WHAT IS EXPECTED
Would you reproduce each line below exactly, leaving every picture out?

# # #

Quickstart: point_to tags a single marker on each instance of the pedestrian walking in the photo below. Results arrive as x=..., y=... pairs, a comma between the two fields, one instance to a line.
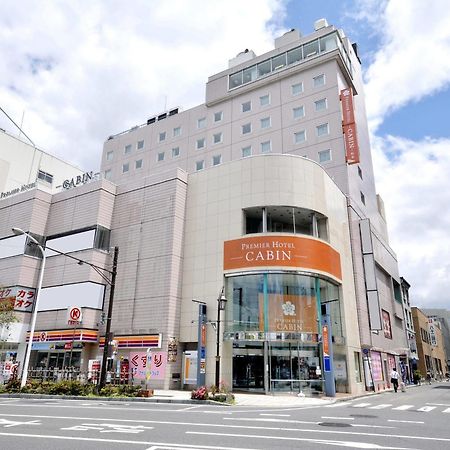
x=394, y=378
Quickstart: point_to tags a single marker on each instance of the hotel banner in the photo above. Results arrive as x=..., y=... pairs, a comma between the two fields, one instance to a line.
x=282, y=251
x=289, y=313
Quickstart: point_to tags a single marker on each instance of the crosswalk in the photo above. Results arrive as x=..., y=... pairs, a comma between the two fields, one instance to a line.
x=405, y=407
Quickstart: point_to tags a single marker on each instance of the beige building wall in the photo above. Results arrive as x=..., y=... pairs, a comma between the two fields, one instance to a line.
x=214, y=214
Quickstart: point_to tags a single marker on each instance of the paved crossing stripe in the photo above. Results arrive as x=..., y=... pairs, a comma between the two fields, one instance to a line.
x=427, y=408
x=382, y=406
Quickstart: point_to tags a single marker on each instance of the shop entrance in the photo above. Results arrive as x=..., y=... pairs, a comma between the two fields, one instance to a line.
x=290, y=367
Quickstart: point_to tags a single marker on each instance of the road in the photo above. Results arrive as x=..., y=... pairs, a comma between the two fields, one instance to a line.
x=417, y=419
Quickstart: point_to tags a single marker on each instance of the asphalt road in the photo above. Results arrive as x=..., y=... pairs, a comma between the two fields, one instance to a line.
x=417, y=419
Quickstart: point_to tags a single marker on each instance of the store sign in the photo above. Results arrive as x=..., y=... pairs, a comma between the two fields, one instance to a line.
x=23, y=188
x=87, y=177
x=21, y=298
x=74, y=315
x=432, y=331
x=349, y=127
x=288, y=313
x=282, y=251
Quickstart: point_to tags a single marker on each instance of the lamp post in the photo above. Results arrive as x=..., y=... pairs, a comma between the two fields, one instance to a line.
x=221, y=302
x=26, y=363
x=98, y=269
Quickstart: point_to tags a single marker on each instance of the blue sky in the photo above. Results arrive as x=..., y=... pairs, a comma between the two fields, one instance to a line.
x=76, y=72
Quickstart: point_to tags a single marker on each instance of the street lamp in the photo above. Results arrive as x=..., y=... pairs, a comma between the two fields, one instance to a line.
x=98, y=269
x=23, y=379
x=221, y=302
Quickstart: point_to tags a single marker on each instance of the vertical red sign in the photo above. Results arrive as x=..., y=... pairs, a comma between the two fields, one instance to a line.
x=348, y=114
x=349, y=127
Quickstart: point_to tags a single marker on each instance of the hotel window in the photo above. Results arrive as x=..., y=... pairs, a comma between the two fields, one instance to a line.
x=363, y=198
x=298, y=112
x=200, y=143
x=265, y=123
x=325, y=155
x=201, y=123
x=297, y=88
x=175, y=152
x=44, y=176
x=264, y=100
x=321, y=105
x=319, y=80
x=246, y=106
x=246, y=151
x=322, y=130
x=266, y=147
x=300, y=137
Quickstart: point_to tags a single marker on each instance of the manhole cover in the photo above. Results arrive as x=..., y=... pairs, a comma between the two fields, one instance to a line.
x=334, y=424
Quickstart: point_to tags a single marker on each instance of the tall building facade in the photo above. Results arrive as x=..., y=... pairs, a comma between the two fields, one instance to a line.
x=265, y=194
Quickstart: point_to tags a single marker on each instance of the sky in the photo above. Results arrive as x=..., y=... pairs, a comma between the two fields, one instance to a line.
x=73, y=73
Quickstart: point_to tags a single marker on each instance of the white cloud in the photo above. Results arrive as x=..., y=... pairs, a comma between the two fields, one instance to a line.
x=414, y=185
x=411, y=176
x=84, y=70
x=413, y=61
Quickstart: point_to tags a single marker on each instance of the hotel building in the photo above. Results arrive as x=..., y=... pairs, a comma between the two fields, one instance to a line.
x=265, y=194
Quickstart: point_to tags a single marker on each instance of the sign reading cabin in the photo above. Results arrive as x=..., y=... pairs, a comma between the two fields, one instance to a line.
x=282, y=251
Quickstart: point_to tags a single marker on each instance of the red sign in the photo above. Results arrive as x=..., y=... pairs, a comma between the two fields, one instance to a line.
x=351, y=144
x=348, y=114
x=74, y=315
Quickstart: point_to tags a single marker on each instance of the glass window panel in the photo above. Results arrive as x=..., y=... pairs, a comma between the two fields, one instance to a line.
x=299, y=112
x=235, y=80
x=249, y=74
x=278, y=62
x=266, y=147
x=264, y=68
x=294, y=55
x=311, y=48
x=265, y=123
x=246, y=151
x=328, y=43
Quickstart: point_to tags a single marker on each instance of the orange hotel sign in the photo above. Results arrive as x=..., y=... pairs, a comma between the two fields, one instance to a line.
x=282, y=251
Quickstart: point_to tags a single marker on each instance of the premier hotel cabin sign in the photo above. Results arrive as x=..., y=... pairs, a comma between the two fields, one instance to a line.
x=282, y=251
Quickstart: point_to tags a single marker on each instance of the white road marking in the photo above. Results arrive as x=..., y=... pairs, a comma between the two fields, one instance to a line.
x=351, y=444
x=427, y=408
x=338, y=418
x=126, y=442
x=405, y=421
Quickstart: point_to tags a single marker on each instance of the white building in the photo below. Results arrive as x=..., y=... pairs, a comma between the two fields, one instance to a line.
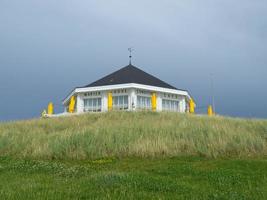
x=128, y=89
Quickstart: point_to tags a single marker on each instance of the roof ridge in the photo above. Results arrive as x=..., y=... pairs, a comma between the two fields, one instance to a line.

# # #

RESULT OF THIS TASK
Quickstart: point_to tags a single marker on each instance of the pedestrian walking in the photo below. Results arrive as x=..., y=... pairs, a comma between the two fields, one instance to a line.
x=394, y=378
Quickstart: point_to tags a single marker on each instance of the hotel banner in the photo above. Results arrive as x=..., y=... pairs, a comma between the two fields, one instance to a line.
x=282, y=251
x=289, y=313
Quickstart: point_to tags a single marker on each instance of the crosswalk in the photo above. Results arrive as x=..., y=... pairs, a comma between the two fields, one instance to a line.
x=405, y=407
Quickstart: point_to tags a single marker on each instance of the beige building wall in the photo above. Results arrive as x=..., y=... pairs, a comma between the two fields, one instance to a line.
x=214, y=214
Quickstart: point_to tags a single marker on each instance of the paved crossing stripe in the photo above. Results arrive as x=..., y=... pairs, a comma between the two fields, one instance to a line.
x=427, y=408
x=382, y=406
Quickstart: point_to tags a single marker on each instance of the shop entrance in the photo above. Results arrive as x=..., y=... pairs, a comma between the two fields, one instance to a line.
x=290, y=367
Quickstart: point_to tags a single marker on each instance of the road in the photo above. Results arrive as x=..., y=... pairs, a comma between the two fields, one instance to a line.
x=417, y=419
Quickstart: point_to tags a single marker on each instance of the asphalt road in the photo above. Results arrive as x=..., y=... pairs, a comma between the two fields, one instance to a line.
x=417, y=419
Quickstart: point_to tags a single marker on each instance of the store sign in the photo above. Results arrive as x=..., y=... pairs, a comma between the two fields, one instance to a line.
x=23, y=188
x=87, y=177
x=21, y=298
x=74, y=315
x=432, y=331
x=349, y=127
x=288, y=313
x=282, y=251
Quickstart: point_to tags a single marker on each instance of the lamp post in the photo above. Results arrive as x=..., y=... pairs, a comma between the two fields, one instance to a line.
x=221, y=302
x=26, y=363
x=98, y=269
Quickstart: point_to tags a single marker on each instance of the blue sky in the photo above. Results arrive as x=..., y=... pairs, a comma between the two fields, one instance to a line.
x=76, y=72
Quickstart: point_to tags a single marker on each instance of the street lamp in the photo above. Results arrive as x=..., y=... pairs, a comma between the two fields, one instance to a line.
x=98, y=269
x=23, y=379
x=221, y=302
Quickstart: point_to tags a single marker on each instance of the vertical red sign in the photo above. Results arrive as x=..., y=... pairs, a comma between the two fields, one instance to a line.
x=348, y=114
x=349, y=127
Quickstart: point_to tags a single marker on each instance of the hotel window in the photo above. Results arrive as x=..., y=... pairs, a comma between the two fields, one instance to a line.
x=363, y=198
x=298, y=112
x=200, y=143
x=265, y=123
x=325, y=155
x=201, y=123
x=297, y=88
x=175, y=152
x=44, y=176
x=264, y=100
x=321, y=105
x=319, y=80
x=246, y=106
x=246, y=151
x=322, y=130
x=266, y=147
x=300, y=137
Quickstart: point_to tags a single marker on each instance of the manhole cover in the photo above. Results arrive as x=..., y=... pairs, a comma between the two fields, one instance to a line.
x=334, y=424
Quickstart: point_to tags a single marker on each instance of the tall building facade in the photo above. Results arrive as x=..., y=... pairs, a comma between the two fields, one instance to a line.
x=265, y=194
Quickstart: point_to tags a single marker on each instance of the sky in the photo above. Results arrive as x=..., y=... pairs, a comma between the two fields, one instance to a line.
x=73, y=73
Quickstart: point_to tags a single marker on each instance of the white cloud in the photo above. Results arrive as x=..., y=... pairs, a comma between the two fields, one instance to a line.
x=414, y=185
x=411, y=176
x=84, y=70
x=413, y=61
Quickstart: point_to tags a single marker on each instance of the hotel building in the photo above. Results arrive as x=..., y=... pairs, a comma between the two fields, one instance to a line.
x=265, y=194
Quickstart: point_to tags a single marker on each instance of the sign reading cabin in the photo above. Results arrive as x=..., y=... pairs, a comma between the two fields, one instance to a line.
x=282, y=251
Quickstart: point_to tags a single marker on each instance of the red sign in the photo above. Results arrive as x=..., y=... pairs, a comma between the two fields, one instance to a line.
x=351, y=144
x=348, y=114
x=74, y=315
Quickstart: point_to tags a single marker on each instance of the glass window panel in the photo above. Results arrive as x=..., y=... pairs, a comma between the two fields, one instance to a line.
x=299, y=112
x=235, y=80
x=249, y=74
x=278, y=62
x=266, y=147
x=264, y=68
x=294, y=55
x=311, y=48
x=265, y=123
x=246, y=151
x=328, y=43
Quickstart: point_to tags a single marker on each instance of the orange hotel sign in the photo above. Results arrive as x=..., y=... pairs, a comma between the two fields, one instance to a line.
x=282, y=251
Quickstart: point_to tags a single marker on each instance of the premier hotel cabin sign in the photo above. Results arrive as x=..., y=... pairs, a comma between the two fields, one instance to a line.
x=282, y=251
Quickstart: point_to tags a single marker on each instance of the white road marking in the photo above. Results arrive as x=..., y=... pairs, a comma between the two fields, one instance to a line.
x=351, y=444
x=427, y=408
x=338, y=418
x=126, y=442
x=405, y=421
Quickstart: point_to tags a single marker on each instance of the white building in the photo below. Results arrive as x=..., y=... pairs, a comma between the two fields, one instance to a line.
x=128, y=89
Quickstart: point_to tags a single marker on each instance of the roof ridge in the photo above. Results arrive as x=..., y=... pairs, a comma between the two fields, one instance to a line.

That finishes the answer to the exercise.